Copy every line in the rows below that contains the string "plant". Case counts, so match capitals and lowercase letters exactly.

------------------------------------------------

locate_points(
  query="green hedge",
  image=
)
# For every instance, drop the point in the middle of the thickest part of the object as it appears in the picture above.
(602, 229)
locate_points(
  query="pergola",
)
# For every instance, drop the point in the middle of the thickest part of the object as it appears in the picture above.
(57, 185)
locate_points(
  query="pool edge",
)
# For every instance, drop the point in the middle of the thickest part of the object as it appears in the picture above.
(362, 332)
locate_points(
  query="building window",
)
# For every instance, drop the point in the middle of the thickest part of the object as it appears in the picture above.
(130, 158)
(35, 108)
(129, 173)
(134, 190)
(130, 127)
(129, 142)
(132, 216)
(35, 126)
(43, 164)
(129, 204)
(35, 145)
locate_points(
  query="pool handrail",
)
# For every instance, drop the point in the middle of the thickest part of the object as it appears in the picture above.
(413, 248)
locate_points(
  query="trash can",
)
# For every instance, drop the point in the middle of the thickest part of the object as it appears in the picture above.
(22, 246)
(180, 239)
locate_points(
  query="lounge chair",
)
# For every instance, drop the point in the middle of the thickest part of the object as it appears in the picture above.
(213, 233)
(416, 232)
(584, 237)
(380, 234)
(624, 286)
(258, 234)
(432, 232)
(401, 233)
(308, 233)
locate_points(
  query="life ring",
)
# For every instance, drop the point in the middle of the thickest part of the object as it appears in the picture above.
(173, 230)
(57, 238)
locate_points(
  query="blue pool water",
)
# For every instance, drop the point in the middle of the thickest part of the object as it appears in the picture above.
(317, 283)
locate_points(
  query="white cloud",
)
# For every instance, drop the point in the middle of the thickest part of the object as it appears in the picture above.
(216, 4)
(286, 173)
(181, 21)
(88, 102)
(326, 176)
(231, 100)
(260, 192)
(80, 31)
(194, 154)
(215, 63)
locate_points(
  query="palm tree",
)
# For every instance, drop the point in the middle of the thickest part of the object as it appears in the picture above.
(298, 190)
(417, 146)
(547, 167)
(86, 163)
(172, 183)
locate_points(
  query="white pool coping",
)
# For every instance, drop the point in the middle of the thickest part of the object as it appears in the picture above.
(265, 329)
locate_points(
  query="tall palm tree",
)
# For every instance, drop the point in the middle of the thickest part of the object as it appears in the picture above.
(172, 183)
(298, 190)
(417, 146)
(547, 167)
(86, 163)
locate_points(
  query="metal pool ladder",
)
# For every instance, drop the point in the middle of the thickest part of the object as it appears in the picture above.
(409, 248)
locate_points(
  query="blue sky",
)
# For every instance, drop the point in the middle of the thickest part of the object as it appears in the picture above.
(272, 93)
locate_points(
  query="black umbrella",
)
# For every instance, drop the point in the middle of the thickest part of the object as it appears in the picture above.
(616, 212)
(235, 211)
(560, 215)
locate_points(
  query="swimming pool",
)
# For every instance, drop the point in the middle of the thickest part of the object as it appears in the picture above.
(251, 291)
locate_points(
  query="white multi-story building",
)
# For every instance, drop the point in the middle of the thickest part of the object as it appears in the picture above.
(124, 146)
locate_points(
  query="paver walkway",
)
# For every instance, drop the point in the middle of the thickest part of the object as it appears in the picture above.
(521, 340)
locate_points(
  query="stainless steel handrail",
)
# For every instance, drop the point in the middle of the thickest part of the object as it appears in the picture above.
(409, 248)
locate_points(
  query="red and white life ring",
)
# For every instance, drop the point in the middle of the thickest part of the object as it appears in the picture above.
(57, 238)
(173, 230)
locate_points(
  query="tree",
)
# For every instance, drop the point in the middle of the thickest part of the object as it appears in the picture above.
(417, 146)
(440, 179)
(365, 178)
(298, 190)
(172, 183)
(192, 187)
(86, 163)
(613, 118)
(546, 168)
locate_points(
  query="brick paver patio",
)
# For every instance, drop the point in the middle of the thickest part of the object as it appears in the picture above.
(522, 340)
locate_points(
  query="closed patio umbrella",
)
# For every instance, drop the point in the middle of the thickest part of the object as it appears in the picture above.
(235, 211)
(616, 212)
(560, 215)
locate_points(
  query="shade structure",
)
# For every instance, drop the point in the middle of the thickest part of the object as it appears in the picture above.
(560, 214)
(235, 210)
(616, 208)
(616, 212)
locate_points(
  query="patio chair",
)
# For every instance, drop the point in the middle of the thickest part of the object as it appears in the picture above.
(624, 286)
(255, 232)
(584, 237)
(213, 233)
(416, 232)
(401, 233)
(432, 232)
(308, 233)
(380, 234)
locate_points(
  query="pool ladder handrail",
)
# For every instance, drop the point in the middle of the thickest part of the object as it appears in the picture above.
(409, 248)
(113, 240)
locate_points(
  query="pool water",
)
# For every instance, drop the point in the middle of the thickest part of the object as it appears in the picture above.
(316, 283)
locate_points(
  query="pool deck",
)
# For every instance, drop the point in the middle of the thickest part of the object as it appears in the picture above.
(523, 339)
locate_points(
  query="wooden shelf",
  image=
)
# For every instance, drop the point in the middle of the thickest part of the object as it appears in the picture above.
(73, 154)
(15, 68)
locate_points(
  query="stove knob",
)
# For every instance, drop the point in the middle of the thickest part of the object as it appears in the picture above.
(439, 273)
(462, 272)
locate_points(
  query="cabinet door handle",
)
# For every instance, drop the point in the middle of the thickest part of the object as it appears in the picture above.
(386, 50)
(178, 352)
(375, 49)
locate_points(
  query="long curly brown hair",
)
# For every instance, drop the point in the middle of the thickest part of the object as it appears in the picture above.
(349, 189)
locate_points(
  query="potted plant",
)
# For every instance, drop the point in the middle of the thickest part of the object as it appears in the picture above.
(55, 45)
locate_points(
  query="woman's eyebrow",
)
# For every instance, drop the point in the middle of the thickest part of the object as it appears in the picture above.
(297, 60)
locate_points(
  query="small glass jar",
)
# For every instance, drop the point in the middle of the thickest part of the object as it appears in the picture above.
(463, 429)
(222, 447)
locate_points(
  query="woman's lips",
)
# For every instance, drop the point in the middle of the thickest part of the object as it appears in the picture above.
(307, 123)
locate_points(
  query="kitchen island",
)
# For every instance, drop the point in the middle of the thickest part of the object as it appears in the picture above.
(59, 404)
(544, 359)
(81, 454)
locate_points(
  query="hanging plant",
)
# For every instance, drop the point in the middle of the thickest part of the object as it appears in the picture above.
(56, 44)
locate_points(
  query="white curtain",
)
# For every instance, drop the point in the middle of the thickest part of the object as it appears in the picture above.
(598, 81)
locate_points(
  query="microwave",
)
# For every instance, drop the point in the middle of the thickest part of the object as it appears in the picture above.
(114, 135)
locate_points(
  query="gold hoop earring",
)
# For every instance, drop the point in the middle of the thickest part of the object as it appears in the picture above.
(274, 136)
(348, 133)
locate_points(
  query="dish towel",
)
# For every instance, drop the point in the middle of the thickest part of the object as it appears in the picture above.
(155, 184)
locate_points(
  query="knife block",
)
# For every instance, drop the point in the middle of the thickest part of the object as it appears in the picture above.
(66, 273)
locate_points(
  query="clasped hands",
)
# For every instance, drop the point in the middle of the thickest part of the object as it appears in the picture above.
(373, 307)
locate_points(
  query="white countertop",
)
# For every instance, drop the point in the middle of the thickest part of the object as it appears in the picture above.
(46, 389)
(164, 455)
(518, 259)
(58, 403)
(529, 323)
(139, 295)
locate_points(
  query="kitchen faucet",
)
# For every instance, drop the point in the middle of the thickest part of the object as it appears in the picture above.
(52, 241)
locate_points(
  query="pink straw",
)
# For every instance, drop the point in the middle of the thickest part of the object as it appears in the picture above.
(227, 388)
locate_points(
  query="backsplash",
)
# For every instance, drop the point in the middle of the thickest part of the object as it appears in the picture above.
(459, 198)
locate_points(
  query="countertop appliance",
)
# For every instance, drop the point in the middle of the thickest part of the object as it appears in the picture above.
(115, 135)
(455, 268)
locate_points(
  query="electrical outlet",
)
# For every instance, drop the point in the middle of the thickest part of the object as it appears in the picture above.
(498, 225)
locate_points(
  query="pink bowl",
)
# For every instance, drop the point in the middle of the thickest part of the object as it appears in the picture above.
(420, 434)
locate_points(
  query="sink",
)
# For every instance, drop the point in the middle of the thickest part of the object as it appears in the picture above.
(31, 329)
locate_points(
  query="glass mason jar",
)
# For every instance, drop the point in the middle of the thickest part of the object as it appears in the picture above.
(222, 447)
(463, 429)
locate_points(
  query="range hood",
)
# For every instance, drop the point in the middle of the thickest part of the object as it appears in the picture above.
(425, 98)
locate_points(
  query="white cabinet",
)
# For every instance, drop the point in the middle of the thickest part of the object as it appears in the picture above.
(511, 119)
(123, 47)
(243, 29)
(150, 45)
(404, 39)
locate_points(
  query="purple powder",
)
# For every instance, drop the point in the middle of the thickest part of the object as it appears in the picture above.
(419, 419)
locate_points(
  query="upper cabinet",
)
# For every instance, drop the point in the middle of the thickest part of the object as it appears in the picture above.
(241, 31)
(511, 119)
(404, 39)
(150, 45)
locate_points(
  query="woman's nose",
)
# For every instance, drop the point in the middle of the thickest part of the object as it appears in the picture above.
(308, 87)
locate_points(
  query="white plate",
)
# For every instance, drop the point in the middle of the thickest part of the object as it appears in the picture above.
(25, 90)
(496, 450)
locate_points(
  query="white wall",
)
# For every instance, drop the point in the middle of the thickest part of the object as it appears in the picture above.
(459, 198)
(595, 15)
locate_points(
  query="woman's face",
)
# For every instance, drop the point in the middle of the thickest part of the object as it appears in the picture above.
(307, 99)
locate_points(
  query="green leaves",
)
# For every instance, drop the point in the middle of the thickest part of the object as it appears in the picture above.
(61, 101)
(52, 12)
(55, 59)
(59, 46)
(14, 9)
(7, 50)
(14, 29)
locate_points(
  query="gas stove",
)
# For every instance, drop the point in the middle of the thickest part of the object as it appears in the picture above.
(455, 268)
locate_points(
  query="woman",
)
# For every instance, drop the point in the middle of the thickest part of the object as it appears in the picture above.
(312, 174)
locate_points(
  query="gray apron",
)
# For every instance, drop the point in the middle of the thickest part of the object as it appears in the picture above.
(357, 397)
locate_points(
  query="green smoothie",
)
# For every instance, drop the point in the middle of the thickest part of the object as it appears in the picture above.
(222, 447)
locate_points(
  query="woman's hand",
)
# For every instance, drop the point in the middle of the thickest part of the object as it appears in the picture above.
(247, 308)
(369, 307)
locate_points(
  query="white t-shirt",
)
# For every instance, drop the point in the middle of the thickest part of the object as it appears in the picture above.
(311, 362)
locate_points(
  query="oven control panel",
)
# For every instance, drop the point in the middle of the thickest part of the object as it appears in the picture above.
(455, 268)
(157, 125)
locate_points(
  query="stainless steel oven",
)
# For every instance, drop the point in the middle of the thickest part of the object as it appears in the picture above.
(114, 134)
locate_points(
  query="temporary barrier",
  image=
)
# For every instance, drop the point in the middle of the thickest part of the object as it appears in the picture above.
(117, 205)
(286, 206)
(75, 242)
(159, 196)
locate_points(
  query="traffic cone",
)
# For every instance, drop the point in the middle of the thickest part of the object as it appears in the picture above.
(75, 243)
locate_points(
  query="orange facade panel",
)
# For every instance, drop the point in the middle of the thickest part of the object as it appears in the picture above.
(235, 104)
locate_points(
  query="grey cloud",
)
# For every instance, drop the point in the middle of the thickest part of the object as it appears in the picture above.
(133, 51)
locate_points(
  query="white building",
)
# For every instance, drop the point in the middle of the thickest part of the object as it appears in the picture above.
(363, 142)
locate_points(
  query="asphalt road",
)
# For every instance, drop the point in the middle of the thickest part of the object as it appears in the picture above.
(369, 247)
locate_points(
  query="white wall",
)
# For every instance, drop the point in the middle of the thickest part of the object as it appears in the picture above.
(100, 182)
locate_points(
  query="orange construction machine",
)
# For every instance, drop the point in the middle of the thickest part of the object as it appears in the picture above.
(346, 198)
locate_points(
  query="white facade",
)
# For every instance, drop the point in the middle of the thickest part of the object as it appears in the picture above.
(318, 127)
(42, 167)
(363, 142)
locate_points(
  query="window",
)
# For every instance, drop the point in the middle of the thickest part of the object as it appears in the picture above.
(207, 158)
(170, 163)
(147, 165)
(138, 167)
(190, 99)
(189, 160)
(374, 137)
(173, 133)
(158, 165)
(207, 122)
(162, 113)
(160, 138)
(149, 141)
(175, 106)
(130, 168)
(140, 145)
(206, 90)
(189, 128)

------------------------------------------------

● ANSWER FOR THE TASK
  query="potted plant",
  query="hanging plant",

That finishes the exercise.